Stated task: Return each line of the records below unchanged, character for character.

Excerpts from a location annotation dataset
|---|
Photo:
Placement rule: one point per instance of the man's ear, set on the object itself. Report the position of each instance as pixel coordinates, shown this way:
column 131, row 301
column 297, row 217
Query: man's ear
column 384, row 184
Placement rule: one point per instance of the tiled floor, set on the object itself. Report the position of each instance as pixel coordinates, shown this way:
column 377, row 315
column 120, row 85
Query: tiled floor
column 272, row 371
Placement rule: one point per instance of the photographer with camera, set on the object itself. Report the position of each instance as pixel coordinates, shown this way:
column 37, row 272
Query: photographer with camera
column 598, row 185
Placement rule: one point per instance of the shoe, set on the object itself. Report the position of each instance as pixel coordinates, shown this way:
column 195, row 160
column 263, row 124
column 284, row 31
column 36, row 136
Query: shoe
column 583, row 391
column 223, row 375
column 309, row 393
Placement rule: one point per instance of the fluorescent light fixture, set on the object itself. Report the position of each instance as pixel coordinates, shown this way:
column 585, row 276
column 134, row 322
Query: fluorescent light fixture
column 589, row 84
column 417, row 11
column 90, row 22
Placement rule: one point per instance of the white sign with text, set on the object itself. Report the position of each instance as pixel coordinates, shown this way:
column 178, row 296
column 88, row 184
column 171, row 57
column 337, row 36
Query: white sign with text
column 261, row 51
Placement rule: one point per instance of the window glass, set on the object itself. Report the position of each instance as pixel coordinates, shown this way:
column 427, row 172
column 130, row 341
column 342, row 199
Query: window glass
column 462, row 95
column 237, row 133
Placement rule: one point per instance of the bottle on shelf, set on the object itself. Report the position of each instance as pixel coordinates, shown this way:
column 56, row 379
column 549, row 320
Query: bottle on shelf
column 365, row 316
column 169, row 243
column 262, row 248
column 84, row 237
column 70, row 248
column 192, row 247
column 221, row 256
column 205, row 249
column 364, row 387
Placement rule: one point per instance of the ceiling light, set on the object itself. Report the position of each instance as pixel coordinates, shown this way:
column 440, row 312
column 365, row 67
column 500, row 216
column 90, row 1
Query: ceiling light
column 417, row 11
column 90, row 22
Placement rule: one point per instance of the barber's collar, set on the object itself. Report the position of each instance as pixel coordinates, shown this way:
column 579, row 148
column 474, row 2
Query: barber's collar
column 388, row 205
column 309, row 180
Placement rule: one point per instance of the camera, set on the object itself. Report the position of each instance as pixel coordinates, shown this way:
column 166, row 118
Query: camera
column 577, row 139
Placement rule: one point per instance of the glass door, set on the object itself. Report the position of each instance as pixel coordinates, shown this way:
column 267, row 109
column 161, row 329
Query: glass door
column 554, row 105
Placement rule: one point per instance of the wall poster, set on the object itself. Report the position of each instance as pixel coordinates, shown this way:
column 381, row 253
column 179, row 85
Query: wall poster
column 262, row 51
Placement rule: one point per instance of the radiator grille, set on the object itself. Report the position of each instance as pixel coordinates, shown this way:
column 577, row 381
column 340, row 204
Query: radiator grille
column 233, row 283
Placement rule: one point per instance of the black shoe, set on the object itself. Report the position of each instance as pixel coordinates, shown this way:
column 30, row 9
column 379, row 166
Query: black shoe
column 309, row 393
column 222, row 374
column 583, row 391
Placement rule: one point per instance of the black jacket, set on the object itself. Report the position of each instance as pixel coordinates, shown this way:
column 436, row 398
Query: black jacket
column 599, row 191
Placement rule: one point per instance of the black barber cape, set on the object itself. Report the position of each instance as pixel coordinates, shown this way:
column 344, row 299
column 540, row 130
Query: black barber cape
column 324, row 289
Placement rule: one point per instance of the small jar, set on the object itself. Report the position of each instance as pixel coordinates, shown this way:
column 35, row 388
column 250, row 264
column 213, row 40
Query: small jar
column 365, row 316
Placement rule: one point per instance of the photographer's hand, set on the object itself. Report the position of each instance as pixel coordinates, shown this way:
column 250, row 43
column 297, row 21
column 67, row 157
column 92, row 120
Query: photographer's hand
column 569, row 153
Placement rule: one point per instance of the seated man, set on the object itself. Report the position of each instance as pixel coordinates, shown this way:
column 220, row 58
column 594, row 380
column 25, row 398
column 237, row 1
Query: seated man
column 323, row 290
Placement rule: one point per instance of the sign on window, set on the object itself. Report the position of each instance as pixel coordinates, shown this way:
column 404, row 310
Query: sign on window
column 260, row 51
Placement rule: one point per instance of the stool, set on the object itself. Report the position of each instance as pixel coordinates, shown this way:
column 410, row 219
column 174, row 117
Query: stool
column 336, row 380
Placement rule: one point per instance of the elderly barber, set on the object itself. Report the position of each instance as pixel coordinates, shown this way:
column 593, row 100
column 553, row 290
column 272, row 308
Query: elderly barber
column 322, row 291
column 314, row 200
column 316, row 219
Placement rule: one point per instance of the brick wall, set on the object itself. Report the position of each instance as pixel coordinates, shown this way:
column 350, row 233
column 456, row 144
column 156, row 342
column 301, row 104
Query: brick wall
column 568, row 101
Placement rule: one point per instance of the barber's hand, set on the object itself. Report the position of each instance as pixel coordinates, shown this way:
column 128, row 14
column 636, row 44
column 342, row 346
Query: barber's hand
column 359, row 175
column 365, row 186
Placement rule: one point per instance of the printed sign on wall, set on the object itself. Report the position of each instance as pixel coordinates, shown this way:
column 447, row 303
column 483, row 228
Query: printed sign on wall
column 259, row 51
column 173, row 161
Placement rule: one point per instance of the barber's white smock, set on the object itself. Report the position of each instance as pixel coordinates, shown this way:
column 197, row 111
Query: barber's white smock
|---|
Solution to the problem:
Photo:
Placement rule: one point per instance of the man's ear, set on the object itself. Report the position of each instance as pixel coordinates, shown this way:
column 131, row 301
column 297, row 217
Query: man's ear
column 384, row 184
Placement rule: one point per instance of the tiled floor, set on the object itself. Report the position of each instance as pixel coordinates, shown this way:
column 377, row 315
column 120, row 85
Query: tiled floor
column 272, row 371
Placement rule: one point per instance of the photographer with camera, set on the object itself. Report the position of each instance as pixel coordinates, shown this way:
column 37, row 272
Query: photographer with camera
column 598, row 185
Placement rule: one point per instance of the shoe, set on the object itself. Report the position of each instance as pixel coordinates, shown this way:
column 195, row 160
column 263, row 124
column 284, row 31
column 36, row 136
Query: shoe
column 583, row 391
column 223, row 375
column 309, row 393
Placement rule: one point per instance of the fluorescent light fixture, set on the object itself. Report the position of each instance as pixel coordinates, shown this way:
column 585, row 276
column 134, row 322
Query: fluorescent light fixture
column 589, row 84
column 417, row 11
column 90, row 22
Placement rule: one point per instance of the white sign with text, set on the object itself. Report the position of each instance as pixel coordinates, shown this way:
column 178, row 296
column 88, row 184
column 171, row 57
column 337, row 36
Query: white sign with text
column 261, row 51
Placement rule: one point per instance of the window glass, set on the object itself. Report the position of each instance as pixel coordinates, shown this way:
column 427, row 172
column 130, row 341
column 342, row 199
Query: window glass
column 462, row 95
column 237, row 133
Placement rule: one point per instance of the bottle on shelf, set on the object itself. Report the position of each instance as pixel coordinates, shown this way:
column 56, row 379
column 549, row 320
Query: bottle on shelf
column 365, row 316
column 169, row 243
column 262, row 248
column 84, row 237
column 70, row 248
column 192, row 247
column 221, row 256
column 205, row 249
column 364, row 387
Placement rule: one point per instance of the ceiling light, set on the object itself. Report the position of each instance as pixel coordinates, shown this way:
column 440, row 312
column 365, row 67
column 500, row 216
column 90, row 1
Query: ceiling light
column 417, row 11
column 90, row 22
Placement rule: one point per instance of the barber's collar, set on the object itself. Report the position of each instance as pixel coordinates, shown this way:
column 579, row 148
column 474, row 2
Query: barber's collar
column 388, row 205
column 309, row 180
Placement rule: one point per instance of the camera, set on the object itself. Report the position of each instance as pixel coordinates, shown this way:
column 166, row 118
Query: camera
column 577, row 139
Placement rule: one point per instance of the glass door, set on the object itself. Report the position of each instance as pixel coordinates, shown this way:
column 267, row 109
column 161, row 329
Query: glass door
column 554, row 105
Placement rule: one point per instance of the wall poster, set on the object itself. Report the position of each instance as pixel coordinates, shown this way:
column 381, row 253
column 179, row 85
Query: wall poster
column 262, row 51
Placement rule: one point per instance of the radiator grille, set on the object itself. Report the position of each instance as pixel coordinates, shown this way:
column 577, row 381
column 340, row 204
Query: radiator grille
column 233, row 283
Placement rule: one point per instance of the black shoe, set on the object itself. Report the position of each instance as pixel coordinates, shown this way:
column 30, row 9
column 379, row 166
Query: black shoe
column 309, row 393
column 222, row 374
column 583, row 391
Placement rule: one point per instance of the black jacket, set on the object itself. Report the position of each instance as pixel coordinates, shown this way:
column 436, row 398
Query: black jacket
column 599, row 191
Placement rule: one point per instance of the black barber cape, set on the object itself. Report the position of each instance as pixel coordinates, shown this way:
column 344, row 299
column 540, row 130
Query: black barber cape
column 324, row 289
Placement rule: one point per instance of the small jar, set on the object itself. Report the position of each instance as pixel coordinates, shown this way:
column 35, row 388
column 250, row 264
column 213, row 40
Query: small jar
column 365, row 316
Placement rule: one point per instance of the photographer's hand, set on the object itself. Report the position of each instance as pixel coordinates, shown this way:
column 250, row 43
column 297, row 21
column 67, row 157
column 92, row 120
Query: photographer's hand
column 569, row 153
Placement rule: one point per instance of the seated man, set on the object itself. Report the position of each instance as pixel coordinates, shown this way:
column 220, row 58
column 594, row 380
column 25, row 398
column 237, row 1
Query: seated man
column 323, row 290
Placement rule: one point per instance of the sign on window, set on the object itself. Report the position of each instance as pixel coordinates, shown this way:
column 404, row 310
Query: sign on window
column 260, row 51
Placement rule: one point per instance of the stool, set on the object itself. Report the position of each instance as pixel coordinates, shown this way:
column 410, row 219
column 174, row 117
Query: stool
column 336, row 380
Placement rule: one point per instance of the elderly barber, set on the object itself. Report the position of each instance as pixel coordinates, shown this way:
column 593, row 100
column 553, row 290
column 272, row 308
Query: elderly barber
column 322, row 291
column 314, row 200
column 316, row 219
Placement rule: one point per instance of the brick wall, set on the object itself. Report the position of each instance as pixel coordinates, shown this way:
column 350, row 233
column 456, row 144
column 156, row 342
column 301, row 104
Query: brick wall
column 568, row 101
Placement rule: one point per instance of the barber's hand, set on the object itself. Report the position of each instance as pixel coordinates, shown this way:
column 128, row 14
column 636, row 44
column 342, row 346
Query: barber's hand
column 359, row 175
column 365, row 186
Placement rule: one point per instance of the printed sign on wall, set on the object itself. Report the position of each instance as pixel coordinates, shown this way:
column 447, row 303
column 483, row 228
Query: printed sign on wall
column 259, row 51
column 173, row 161
Placement rule: one point per instance of the barber's white smock, set on the object itself. Report the position of each instance as pixel coordinates, shown this way:
column 197, row 111
Query: barber's white smock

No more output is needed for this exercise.